Display each line of the records below that contains the word "target". Uppercase and lowercase letters count as different.

___ Data extract

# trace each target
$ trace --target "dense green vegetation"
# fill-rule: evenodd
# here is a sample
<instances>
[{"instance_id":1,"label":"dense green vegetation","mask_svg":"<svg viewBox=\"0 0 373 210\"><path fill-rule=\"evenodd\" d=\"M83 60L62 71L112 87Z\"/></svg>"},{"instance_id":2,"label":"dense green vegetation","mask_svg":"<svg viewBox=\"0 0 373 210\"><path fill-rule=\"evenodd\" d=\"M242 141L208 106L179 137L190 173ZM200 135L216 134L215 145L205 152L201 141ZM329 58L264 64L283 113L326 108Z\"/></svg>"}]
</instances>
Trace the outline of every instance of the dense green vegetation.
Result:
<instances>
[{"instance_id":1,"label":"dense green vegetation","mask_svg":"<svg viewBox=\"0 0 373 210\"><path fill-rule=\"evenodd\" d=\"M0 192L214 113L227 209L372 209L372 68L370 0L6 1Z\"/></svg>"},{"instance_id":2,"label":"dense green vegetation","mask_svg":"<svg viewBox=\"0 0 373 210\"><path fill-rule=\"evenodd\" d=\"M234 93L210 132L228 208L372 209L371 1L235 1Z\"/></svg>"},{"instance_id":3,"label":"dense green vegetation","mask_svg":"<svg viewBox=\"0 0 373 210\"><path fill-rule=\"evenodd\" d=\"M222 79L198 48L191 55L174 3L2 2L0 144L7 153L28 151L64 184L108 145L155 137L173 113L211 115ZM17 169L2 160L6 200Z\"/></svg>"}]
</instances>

______
___ Data extract

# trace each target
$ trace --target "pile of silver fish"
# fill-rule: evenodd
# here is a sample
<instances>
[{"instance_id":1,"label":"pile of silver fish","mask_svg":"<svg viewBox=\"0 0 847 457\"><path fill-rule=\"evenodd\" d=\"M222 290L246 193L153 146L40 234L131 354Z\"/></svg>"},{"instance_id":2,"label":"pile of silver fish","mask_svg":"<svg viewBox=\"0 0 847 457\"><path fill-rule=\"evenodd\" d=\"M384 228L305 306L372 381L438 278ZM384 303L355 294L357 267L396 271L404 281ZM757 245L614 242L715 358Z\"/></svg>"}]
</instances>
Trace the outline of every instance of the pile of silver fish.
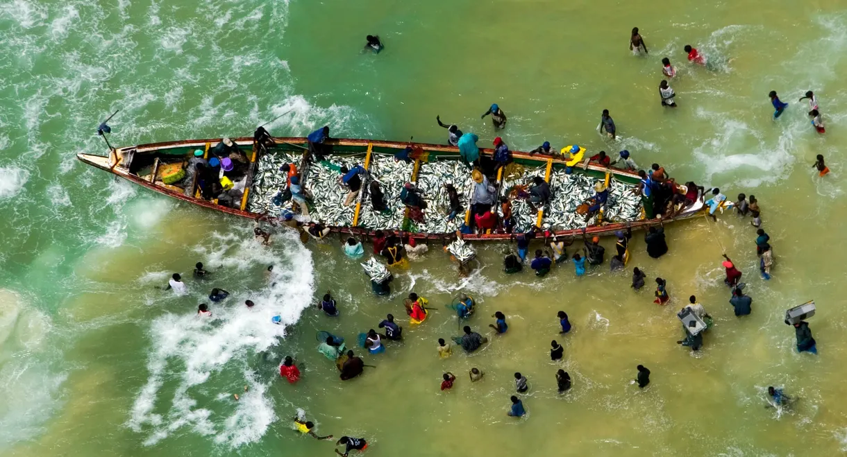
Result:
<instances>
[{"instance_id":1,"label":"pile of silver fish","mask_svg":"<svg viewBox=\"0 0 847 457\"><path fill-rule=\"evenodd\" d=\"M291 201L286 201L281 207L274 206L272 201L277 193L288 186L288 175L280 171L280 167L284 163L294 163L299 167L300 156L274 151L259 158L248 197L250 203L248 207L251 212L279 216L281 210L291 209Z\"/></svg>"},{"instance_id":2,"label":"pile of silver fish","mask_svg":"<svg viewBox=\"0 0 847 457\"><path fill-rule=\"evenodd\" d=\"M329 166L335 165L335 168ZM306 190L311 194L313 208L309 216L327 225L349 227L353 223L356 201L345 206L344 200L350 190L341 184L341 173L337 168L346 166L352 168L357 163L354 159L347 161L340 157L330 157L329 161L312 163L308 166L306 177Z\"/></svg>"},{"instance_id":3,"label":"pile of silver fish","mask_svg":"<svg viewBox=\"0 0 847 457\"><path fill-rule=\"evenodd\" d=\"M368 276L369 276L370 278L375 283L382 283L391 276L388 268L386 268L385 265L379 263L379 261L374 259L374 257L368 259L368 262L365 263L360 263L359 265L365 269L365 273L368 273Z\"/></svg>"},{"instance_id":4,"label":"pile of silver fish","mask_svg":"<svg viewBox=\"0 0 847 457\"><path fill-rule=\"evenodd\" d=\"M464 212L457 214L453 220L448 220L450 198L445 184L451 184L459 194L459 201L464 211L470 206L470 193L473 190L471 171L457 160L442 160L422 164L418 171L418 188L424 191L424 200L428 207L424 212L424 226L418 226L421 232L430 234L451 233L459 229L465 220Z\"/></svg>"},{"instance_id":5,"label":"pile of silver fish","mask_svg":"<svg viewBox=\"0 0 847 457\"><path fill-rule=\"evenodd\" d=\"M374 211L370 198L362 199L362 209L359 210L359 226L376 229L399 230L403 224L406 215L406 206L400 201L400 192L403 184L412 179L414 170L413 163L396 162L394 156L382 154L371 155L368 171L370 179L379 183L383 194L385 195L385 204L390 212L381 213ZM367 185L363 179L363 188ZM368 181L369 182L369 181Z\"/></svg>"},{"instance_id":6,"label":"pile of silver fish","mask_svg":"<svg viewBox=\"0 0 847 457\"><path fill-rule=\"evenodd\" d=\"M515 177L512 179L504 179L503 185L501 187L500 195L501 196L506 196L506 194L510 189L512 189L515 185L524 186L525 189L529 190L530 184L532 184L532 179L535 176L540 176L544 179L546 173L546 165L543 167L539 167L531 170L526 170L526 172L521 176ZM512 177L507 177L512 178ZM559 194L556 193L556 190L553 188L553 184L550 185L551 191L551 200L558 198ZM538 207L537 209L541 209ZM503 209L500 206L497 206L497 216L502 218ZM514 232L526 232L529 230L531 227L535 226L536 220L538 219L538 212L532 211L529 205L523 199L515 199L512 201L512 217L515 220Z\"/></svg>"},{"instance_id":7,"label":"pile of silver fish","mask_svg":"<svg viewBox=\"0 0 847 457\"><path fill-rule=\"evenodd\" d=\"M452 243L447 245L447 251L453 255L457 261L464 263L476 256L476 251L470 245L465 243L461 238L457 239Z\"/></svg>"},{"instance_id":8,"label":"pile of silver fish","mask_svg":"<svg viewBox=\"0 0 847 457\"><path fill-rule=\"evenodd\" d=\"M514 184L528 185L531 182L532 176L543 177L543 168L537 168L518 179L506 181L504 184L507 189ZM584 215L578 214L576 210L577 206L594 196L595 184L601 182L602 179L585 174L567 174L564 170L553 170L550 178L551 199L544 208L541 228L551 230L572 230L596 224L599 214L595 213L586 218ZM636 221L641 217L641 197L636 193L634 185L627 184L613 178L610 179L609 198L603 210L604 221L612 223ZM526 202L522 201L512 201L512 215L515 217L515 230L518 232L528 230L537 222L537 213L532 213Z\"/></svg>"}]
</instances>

______

Expected answer:
# trace each target
$ trace --target "dense green vegetation"
# trace each target
$ trace --target "pile of silver fish"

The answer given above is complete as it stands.